Your goal: In the entries below, find the line containing "One marker serves each instance of the red trim". Write out that line and all lines after it, exactly, and nothing else.

┌─ Task data

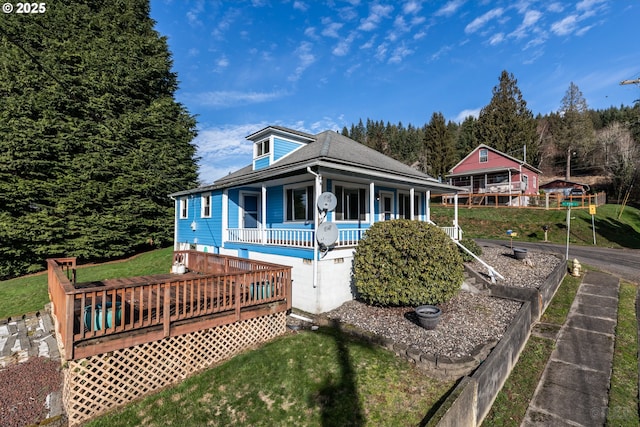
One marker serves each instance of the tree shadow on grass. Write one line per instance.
(617, 232)
(338, 397)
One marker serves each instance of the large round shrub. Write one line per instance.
(406, 263)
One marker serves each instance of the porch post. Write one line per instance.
(263, 216)
(225, 217)
(372, 202)
(412, 192)
(455, 213)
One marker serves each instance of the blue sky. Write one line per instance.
(313, 66)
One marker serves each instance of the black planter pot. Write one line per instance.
(428, 316)
(519, 253)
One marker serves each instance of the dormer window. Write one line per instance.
(484, 155)
(262, 147)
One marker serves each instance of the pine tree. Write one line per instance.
(91, 137)
(506, 123)
(439, 146)
(576, 135)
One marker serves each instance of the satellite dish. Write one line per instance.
(327, 234)
(327, 201)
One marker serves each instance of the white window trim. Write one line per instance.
(183, 208)
(381, 212)
(241, 207)
(480, 155)
(285, 204)
(352, 186)
(260, 144)
(203, 197)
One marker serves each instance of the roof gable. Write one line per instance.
(475, 152)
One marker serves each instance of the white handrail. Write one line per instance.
(492, 271)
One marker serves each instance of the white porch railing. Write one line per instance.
(305, 238)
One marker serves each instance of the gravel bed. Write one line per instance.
(25, 387)
(530, 273)
(468, 320)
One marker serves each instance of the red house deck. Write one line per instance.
(97, 317)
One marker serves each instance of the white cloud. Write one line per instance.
(305, 57)
(376, 14)
(482, 20)
(555, 7)
(450, 8)
(411, 7)
(565, 26)
(440, 52)
(343, 46)
(331, 28)
(496, 39)
(531, 17)
(381, 52)
(399, 54)
(225, 99)
(221, 64)
(589, 4)
(301, 6)
(193, 14)
(466, 113)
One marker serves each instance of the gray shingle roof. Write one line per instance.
(329, 149)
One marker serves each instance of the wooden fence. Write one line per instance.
(96, 317)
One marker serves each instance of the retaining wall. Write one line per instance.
(475, 394)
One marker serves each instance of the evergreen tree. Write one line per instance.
(91, 137)
(506, 123)
(439, 146)
(576, 135)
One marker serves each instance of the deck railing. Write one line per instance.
(95, 317)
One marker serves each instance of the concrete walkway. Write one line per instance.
(574, 388)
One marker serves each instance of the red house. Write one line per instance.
(487, 170)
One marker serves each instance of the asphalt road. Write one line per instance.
(622, 263)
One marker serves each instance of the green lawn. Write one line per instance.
(321, 378)
(29, 294)
(492, 223)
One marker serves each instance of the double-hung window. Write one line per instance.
(262, 147)
(300, 204)
(484, 155)
(352, 203)
(206, 205)
(184, 208)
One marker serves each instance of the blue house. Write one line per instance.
(270, 210)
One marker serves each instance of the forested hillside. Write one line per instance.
(91, 137)
(574, 142)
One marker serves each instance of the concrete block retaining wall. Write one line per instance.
(485, 383)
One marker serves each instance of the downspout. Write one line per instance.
(175, 223)
(316, 223)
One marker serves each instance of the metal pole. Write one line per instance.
(568, 229)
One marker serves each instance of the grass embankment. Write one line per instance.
(29, 294)
(623, 395)
(321, 378)
(511, 403)
(492, 223)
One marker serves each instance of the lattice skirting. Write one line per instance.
(99, 383)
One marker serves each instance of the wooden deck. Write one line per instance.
(97, 317)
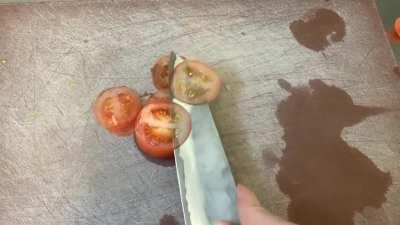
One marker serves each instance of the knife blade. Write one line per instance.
(207, 187)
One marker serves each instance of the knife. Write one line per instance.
(207, 187)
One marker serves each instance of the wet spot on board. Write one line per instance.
(319, 29)
(396, 70)
(168, 220)
(326, 179)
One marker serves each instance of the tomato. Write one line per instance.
(116, 110)
(195, 83)
(161, 73)
(397, 26)
(160, 128)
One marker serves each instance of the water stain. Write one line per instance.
(318, 29)
(168, 220)
(326, 179)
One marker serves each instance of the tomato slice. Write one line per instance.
(195, 83)
(160, 128)
(116, 110)
(397, 26)
(161, 73)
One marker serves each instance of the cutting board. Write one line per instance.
(309, 107)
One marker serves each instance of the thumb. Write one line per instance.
(251, 212)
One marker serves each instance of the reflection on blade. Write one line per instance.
(206, 183)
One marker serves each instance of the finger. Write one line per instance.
(251, 212)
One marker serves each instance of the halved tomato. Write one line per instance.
(195, 83)
(161, 73)
(116, 110)
(163, 95)
(160, 128)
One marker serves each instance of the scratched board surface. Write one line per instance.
(309, 113)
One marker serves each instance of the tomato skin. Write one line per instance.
(115, 109)
(151, 148)
(161, 73)
(397, 26)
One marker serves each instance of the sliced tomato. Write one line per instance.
(161, 73)
(116, 110)
(195, 83)
(160, 128)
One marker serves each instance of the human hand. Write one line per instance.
(251, 212)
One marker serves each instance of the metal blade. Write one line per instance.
(207, 188)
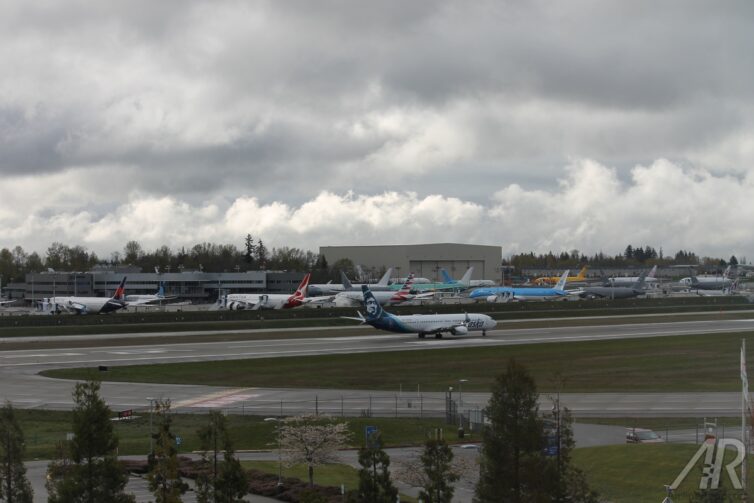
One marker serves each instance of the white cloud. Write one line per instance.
(663, 205)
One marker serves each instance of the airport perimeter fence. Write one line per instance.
(388, 405)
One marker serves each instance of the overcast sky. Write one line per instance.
(531, 125)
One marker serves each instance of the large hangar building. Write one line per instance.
(424, 260)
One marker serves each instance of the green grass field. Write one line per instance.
(44, 429)
(638, 473)
(679, 363)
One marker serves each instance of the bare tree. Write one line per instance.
(312, 440)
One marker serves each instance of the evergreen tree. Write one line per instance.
(250, 250)
(375, 485)
(437, 461)
(164, 480)
(93, 473)
(14, 486)
(512, 463)
(569, 482)
(261, 254)
(225, 481)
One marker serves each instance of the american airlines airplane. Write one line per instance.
(256, 301)
(422, 324)
(86, 305)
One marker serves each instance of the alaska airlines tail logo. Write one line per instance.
(301, 290)
(373, 308)
(120, 292)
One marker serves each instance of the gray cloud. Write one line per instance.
(216, 101)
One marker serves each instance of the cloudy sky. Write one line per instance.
(530, 125)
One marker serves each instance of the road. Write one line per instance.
(24, 388)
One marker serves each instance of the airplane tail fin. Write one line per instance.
(560, 285)
(639, 285)
(120, 292)
(466, 279)
(300, 293)
(373, 307)
(652, 272)
(446, 277)
(345, 281)
(385, 279)
(582, 273)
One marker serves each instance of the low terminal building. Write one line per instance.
(194, 286)
(424, 260)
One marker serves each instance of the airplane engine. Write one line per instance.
(459, 330)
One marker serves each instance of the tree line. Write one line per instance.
(254, 255)
(632, 256)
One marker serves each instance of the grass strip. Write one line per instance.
(706, 362)
(43, 430)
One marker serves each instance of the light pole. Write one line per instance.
(151, 438)
(280, 455)
(460, 391)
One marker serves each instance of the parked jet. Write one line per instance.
(449, 285)
(144, 300)
(422, 324)
(387, 298)
(613, 292)
(508, 293)
(256, 301)
(650, 279)
(473, 283)
(708, 282)
(86, 305)
(322, 289)
(550, 280)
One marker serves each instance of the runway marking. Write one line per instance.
(216, 400)
(42, 355)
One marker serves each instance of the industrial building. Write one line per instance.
(424, 260)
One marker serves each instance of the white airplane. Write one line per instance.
(650, 280)
(709, 282)
(85, 305)
(422, 324)
(324, 289)
(145, 300)
(352, 298)
(256, 301)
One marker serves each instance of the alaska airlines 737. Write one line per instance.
(422, 324)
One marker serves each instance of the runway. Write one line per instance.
(21, 385)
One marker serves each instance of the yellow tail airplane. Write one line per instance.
(548, 280)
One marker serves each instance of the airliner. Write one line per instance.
(507, 293)
(86, 305)
(144, 300)
(548, 280)
(709, 282)
(422, 324)
(388, 298)
(448, 285)
(323, 289)
(256, 301)
(650, 279)
(473, 283)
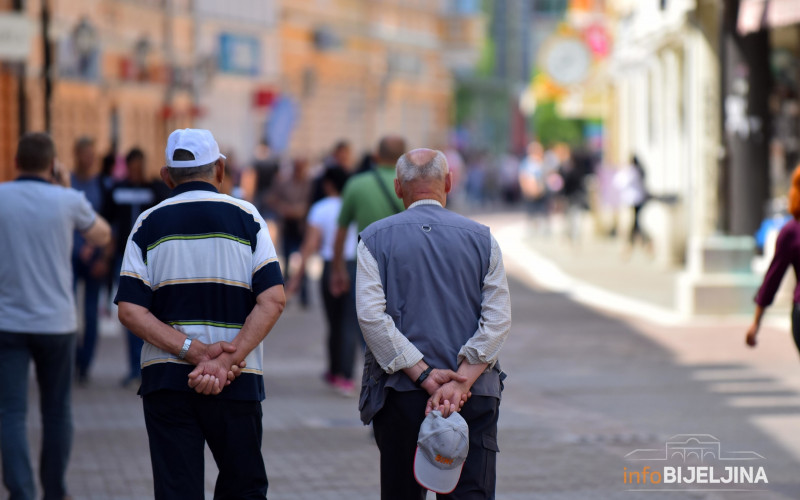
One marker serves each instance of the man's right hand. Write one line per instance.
(214, 366)
(437, 378)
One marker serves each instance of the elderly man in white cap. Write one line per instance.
(201, 285)
(434, 307)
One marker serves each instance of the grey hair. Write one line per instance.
(184, 174)
(408, 171)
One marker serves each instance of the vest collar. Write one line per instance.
(193, 186)
(27, 177)
(425, 202)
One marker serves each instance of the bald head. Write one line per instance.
(422, 174)
(422, 164)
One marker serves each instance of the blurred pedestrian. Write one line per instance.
(266, 167)
(432, 298)
(341, 158)
(200, 284)
(340, 312)
(367, 197)
(90, 263)
(534, 189)
(37, 312)
(630, 182)
(509, 179)
(127, 200)
(367, 163)
(787, 252)
(289, 199)
(574, 194)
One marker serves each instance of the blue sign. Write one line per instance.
(279, 128)
(239, 54)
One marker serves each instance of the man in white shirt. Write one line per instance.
(37, 311)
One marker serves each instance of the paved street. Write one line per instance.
(584, 389)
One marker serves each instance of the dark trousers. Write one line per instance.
(292, 240)
(134, 355)
(53, 360)
(343, 329)
(178, 426)
(396, 429)
(86, 346)
(796, 325)
(636, 228)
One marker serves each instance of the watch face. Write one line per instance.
(567, 60)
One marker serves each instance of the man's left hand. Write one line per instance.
(212, 375)
(449, 398)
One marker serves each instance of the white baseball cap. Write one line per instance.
(197, 141)
(442, 448)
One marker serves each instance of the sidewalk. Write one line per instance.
(598, 274)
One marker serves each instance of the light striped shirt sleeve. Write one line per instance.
(495, 322)
(134, 279)
(266, 272)
(392, 350)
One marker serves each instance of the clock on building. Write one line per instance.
(566, 60)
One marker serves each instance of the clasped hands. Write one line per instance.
(448, 391)
(215, 367)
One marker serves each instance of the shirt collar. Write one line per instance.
(193, 186)
(425, 202)
(26, 177)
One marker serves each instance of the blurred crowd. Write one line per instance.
(300, 199)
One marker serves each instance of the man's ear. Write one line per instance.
(166, 178)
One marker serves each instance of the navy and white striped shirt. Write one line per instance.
(198, 261)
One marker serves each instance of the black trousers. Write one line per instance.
(178, 426)
(343, 329)
(396, 429)
(796, 325)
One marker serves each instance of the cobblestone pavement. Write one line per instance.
(584, 389)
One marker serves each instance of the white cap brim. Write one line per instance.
(433, 478)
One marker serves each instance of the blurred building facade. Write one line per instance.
(665, 109)
(358, 70)
(302, 72)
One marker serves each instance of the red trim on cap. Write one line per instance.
(414, 467)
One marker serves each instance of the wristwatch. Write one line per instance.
(186, 344)
(422, 376)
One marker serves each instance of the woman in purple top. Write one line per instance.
(787, 251)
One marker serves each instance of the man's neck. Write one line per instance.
(83, 176)
(38, 175)
(417, 199)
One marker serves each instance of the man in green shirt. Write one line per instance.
(367, 197)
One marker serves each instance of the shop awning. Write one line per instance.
(755, 15)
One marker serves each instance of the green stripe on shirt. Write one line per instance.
(198, 237)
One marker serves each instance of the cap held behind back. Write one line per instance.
(197, 141)
(442, 448)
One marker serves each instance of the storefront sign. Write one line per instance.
(16, 33)
(239, 54)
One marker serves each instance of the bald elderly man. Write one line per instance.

└─

Expected answer:
One marker serves each instance of the red trim on cap. Write one line per instance.
(414, 467)
One marker serves each instance of the wristwatch. Write one line per instance.
(186, 344)
(422, 376)
One marker serves each instance of the woman in purple top. Write one line per instance.
(787, 251)
One marker serves each instance of the man's neck. Write one line per instance.
(83, 176)
(38, 175)
(417, 199)
One marker serves each instance of the man in green shirt. Write one line per instance.
(367, 197)
One marker serves each instance of the shop awning. Write one line per instance.
(755, 15)
One marker serves each instance of the green stripe on shirt. Write one line per instance.
(198, 237)
One marker serves each instance of the cap held behind back. Write one line per instance.
(197, 141)
(442, 448)
One marker serves each instance of the storefront sign. Write one line per instance.
(16, 33)
(239, 54)
One marker serves each instance of the bald elderly man. Write one line per instance.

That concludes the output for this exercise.